*REQUIRED WORK*:
Please render the listing, from the line containing "detect the tree" through its end, as a JSON list of strings with one string per line. Leave out blank lines.

### EXERCISE DATA

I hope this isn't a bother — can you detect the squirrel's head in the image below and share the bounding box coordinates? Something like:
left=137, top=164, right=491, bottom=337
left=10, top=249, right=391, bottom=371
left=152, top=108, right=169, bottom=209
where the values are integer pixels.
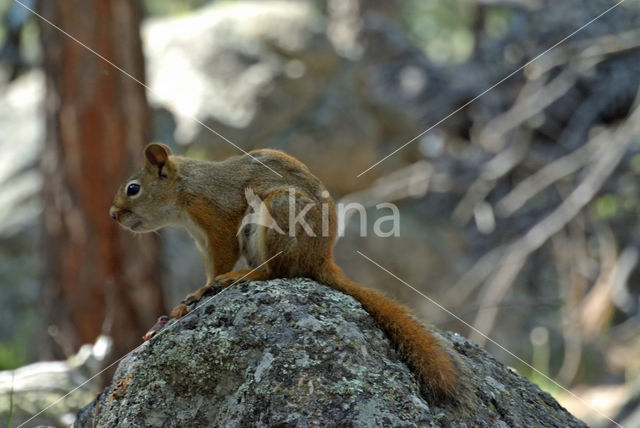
left=109, top=143, right=178, bottom=232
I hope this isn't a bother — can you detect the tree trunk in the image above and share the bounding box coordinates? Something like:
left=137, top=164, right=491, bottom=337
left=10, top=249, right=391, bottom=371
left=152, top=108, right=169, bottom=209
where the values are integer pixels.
left=40, top=0, right=165, bottom=364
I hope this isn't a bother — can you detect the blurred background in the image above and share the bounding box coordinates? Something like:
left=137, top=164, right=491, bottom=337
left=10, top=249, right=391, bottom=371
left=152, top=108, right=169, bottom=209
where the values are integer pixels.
left=0, top=0, right=640, bottom=427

######

*OUTPUT OF THE TASK*:
[
  "I hope this isn't a bother — can you detect the tree trunk in the image above and share the bounding box coordinates? Something like:",
  "left=137, top=164, right=491, bottom=337",
  "left=10, top=249, right=391, bottom=371",
  "left=152, top=108, right=169, bottom=209",
  "where the values are integer pixels.",
  "left=40, top=0, right=165, bottom=364",
  "I hope this isn't a bother — can you detect the blurred background in the image above and share the bounding box coordinates? Something like:",
  "left=137, top=164, right=491, bottom=337",
  "left=10, top=249, right=391, bottom=371",
  "left=152, top=108, right=169, bottom=209",
  "where the values are integer pixels.",
  "left=0, top=0, right=640, bottom=427"
]